## Information supplied

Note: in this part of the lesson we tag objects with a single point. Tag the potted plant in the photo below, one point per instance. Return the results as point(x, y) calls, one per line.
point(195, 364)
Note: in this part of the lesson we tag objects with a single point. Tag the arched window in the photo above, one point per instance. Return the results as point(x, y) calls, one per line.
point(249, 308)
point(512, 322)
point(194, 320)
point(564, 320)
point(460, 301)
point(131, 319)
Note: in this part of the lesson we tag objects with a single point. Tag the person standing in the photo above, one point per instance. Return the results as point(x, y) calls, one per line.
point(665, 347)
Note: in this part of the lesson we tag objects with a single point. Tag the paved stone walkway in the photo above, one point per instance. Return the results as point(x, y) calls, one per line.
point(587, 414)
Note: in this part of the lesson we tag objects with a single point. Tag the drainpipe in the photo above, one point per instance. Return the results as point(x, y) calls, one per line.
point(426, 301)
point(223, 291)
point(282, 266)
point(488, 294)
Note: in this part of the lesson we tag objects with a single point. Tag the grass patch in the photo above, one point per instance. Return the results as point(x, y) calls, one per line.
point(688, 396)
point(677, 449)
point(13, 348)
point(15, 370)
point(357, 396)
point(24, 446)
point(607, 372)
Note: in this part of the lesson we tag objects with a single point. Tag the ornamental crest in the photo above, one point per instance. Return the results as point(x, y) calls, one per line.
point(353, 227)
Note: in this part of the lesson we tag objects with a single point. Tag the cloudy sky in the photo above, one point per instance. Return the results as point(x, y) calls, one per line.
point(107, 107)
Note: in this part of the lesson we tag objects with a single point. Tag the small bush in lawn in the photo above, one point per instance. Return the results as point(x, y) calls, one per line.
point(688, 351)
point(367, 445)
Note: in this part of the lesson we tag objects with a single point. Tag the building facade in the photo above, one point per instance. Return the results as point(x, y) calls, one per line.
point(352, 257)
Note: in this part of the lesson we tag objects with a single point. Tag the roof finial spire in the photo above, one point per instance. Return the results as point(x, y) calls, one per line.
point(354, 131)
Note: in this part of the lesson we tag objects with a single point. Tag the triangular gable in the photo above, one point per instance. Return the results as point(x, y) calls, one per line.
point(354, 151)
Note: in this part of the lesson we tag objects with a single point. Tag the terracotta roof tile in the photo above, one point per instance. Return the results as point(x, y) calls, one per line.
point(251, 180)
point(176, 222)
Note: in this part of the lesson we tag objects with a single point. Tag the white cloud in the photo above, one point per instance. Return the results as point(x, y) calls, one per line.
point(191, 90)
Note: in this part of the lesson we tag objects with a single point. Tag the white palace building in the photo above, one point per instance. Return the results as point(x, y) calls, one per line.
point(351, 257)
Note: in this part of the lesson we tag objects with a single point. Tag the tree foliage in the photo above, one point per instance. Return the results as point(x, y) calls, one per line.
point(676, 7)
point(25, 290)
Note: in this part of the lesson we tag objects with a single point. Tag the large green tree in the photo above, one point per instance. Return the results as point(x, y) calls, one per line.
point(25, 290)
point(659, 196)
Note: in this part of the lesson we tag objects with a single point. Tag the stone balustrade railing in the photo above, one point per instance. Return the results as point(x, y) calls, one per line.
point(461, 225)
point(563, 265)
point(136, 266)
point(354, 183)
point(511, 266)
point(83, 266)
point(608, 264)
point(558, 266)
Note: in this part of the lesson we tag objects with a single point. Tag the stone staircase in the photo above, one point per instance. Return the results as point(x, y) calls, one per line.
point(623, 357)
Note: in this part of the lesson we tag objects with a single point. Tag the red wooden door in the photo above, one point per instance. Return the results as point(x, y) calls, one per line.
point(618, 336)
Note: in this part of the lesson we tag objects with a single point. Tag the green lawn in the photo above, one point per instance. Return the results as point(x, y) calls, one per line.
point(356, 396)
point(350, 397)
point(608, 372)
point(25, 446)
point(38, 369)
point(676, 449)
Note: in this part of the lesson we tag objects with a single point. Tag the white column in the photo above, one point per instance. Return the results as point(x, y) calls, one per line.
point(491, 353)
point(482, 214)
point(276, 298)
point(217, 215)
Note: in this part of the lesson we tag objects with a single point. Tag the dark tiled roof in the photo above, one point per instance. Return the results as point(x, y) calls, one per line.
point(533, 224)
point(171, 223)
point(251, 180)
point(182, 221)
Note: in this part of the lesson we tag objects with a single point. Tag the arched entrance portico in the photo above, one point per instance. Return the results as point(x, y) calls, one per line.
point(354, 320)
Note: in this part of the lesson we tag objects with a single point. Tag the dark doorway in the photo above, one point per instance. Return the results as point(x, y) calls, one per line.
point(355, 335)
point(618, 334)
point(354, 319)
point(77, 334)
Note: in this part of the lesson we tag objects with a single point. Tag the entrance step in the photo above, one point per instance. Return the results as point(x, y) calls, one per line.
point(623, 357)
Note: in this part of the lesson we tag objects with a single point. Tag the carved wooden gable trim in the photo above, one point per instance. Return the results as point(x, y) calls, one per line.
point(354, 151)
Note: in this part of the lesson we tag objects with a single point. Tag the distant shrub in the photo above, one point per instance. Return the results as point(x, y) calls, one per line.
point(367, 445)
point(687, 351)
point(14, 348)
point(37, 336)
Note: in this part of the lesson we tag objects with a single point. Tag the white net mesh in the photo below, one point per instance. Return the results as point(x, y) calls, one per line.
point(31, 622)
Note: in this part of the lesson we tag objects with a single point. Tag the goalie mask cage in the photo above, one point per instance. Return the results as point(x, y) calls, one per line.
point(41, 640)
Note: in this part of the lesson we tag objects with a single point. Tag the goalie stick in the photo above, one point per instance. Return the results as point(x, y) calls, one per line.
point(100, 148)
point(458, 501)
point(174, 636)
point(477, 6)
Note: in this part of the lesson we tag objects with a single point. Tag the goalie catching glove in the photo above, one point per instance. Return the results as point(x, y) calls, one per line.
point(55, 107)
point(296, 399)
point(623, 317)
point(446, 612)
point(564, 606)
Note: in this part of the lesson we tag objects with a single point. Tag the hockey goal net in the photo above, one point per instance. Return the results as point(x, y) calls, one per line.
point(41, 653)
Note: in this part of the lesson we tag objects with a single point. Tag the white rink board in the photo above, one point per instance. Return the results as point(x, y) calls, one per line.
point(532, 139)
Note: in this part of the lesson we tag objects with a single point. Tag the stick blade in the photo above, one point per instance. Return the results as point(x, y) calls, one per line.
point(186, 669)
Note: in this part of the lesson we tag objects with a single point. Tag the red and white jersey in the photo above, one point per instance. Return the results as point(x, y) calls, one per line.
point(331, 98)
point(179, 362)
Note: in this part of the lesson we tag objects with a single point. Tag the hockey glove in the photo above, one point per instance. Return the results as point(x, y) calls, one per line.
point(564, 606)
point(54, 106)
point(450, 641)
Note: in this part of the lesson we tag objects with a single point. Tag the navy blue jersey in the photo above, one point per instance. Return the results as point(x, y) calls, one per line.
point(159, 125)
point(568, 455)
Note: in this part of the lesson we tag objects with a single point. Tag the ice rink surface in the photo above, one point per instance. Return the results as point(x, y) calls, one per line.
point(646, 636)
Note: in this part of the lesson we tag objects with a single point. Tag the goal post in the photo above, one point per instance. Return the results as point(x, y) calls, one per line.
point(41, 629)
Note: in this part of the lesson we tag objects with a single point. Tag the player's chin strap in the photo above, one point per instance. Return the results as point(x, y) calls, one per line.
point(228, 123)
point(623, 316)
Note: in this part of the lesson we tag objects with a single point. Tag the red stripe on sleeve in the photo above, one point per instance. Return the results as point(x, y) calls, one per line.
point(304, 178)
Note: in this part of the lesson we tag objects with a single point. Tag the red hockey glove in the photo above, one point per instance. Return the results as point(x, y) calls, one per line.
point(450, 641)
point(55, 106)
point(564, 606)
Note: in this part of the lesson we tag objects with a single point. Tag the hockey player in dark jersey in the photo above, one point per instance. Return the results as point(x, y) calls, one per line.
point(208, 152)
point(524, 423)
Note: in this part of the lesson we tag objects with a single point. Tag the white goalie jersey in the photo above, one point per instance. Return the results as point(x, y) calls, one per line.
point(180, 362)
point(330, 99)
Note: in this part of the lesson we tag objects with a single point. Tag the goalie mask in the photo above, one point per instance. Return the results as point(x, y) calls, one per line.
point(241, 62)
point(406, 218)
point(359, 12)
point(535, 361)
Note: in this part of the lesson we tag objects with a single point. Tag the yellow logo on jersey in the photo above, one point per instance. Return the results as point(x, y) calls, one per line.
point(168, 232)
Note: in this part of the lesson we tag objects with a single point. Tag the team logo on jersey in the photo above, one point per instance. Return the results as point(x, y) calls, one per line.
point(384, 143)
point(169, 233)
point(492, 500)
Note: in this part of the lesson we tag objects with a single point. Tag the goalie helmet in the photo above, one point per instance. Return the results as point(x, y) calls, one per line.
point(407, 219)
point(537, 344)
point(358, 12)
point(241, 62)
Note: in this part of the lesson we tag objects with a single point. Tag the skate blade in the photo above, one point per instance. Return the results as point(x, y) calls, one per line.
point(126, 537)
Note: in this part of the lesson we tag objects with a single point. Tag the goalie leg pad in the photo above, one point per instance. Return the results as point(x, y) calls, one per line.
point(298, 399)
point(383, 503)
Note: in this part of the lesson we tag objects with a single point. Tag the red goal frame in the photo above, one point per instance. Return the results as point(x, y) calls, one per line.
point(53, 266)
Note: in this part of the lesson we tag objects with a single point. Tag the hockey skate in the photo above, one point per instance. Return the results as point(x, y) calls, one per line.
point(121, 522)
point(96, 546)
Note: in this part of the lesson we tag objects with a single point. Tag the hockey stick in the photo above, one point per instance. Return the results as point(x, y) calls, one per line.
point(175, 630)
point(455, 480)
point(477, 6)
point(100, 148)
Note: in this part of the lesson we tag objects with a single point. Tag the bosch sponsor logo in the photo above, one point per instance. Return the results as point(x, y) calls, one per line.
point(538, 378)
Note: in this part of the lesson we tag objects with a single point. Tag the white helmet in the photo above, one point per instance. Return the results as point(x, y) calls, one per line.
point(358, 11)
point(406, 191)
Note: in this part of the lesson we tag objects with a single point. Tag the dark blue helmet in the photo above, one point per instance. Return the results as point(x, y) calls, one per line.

==

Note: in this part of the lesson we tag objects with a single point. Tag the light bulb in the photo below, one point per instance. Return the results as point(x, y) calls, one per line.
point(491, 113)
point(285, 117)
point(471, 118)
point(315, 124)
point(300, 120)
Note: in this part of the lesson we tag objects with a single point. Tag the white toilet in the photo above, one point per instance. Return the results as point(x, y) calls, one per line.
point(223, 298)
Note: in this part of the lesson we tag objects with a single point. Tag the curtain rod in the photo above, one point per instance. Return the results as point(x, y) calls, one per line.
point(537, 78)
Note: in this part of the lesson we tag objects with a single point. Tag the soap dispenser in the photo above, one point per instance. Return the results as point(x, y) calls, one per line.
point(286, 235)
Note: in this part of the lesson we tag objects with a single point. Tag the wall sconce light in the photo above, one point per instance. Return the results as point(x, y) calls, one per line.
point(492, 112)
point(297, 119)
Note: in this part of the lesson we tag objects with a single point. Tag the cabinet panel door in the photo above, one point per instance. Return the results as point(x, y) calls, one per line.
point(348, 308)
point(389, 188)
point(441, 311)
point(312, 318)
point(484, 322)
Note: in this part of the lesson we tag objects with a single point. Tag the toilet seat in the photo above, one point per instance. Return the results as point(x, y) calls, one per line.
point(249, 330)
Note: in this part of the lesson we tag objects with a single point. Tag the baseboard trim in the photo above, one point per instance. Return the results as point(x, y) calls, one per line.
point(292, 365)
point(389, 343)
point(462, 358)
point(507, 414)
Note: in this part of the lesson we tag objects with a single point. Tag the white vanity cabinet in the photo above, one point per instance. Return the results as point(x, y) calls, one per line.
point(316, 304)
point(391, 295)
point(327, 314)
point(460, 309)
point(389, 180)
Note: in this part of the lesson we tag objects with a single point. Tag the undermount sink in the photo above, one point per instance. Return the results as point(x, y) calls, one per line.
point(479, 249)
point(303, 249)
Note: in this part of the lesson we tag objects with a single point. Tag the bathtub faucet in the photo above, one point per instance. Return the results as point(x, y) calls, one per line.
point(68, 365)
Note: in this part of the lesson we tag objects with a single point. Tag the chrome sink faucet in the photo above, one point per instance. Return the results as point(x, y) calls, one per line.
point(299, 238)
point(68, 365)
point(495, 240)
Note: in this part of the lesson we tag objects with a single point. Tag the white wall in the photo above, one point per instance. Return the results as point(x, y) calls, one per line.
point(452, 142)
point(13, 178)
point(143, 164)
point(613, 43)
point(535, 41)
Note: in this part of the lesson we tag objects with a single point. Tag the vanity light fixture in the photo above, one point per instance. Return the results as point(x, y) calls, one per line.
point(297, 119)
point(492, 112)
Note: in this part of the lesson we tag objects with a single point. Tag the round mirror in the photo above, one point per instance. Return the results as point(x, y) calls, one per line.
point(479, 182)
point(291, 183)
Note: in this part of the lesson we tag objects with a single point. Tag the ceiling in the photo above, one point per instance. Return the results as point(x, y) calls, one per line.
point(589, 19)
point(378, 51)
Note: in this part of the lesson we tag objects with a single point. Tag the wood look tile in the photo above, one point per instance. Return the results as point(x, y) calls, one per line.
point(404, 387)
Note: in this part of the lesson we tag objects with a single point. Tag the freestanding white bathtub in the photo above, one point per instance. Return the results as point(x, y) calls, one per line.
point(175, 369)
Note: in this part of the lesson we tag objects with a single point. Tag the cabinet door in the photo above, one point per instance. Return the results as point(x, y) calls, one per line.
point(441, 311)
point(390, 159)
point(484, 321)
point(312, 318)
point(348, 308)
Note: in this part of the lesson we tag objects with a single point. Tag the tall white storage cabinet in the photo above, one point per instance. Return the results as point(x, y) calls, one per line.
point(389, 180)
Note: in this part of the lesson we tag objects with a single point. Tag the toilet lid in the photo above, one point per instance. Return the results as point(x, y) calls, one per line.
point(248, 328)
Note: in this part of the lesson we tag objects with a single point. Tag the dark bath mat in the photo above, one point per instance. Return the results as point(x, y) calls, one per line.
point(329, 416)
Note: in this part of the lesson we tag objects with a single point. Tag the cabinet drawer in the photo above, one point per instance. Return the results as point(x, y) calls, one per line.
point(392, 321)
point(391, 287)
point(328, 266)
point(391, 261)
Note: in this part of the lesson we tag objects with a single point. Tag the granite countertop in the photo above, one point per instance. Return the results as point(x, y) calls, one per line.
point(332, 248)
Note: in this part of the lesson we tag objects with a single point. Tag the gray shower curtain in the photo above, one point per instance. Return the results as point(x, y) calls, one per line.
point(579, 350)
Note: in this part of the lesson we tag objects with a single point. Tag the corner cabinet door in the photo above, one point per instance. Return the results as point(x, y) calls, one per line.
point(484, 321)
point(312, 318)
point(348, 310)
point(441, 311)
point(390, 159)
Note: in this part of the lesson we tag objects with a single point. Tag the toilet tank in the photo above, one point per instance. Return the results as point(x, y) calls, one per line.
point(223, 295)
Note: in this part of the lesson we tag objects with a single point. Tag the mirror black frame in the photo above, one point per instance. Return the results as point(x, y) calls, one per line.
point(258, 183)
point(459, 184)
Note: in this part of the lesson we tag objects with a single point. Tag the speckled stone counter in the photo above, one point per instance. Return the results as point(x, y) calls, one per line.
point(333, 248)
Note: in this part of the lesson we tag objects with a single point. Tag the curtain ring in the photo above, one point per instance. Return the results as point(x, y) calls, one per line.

## Objective
Give everything in the listing above, from the line containing "the goalie leg" down to the line containing "point(383, 503)", as a numbered list without blank lines.

## Finished answer
1. Note: in this part of the lesson we tag objects with a single point. Tag the goalie leg pad in the photo above, one point per instance. Return the results as point(x, y) calls, one per line.
2. point(298, 399)
3. point(383, 503)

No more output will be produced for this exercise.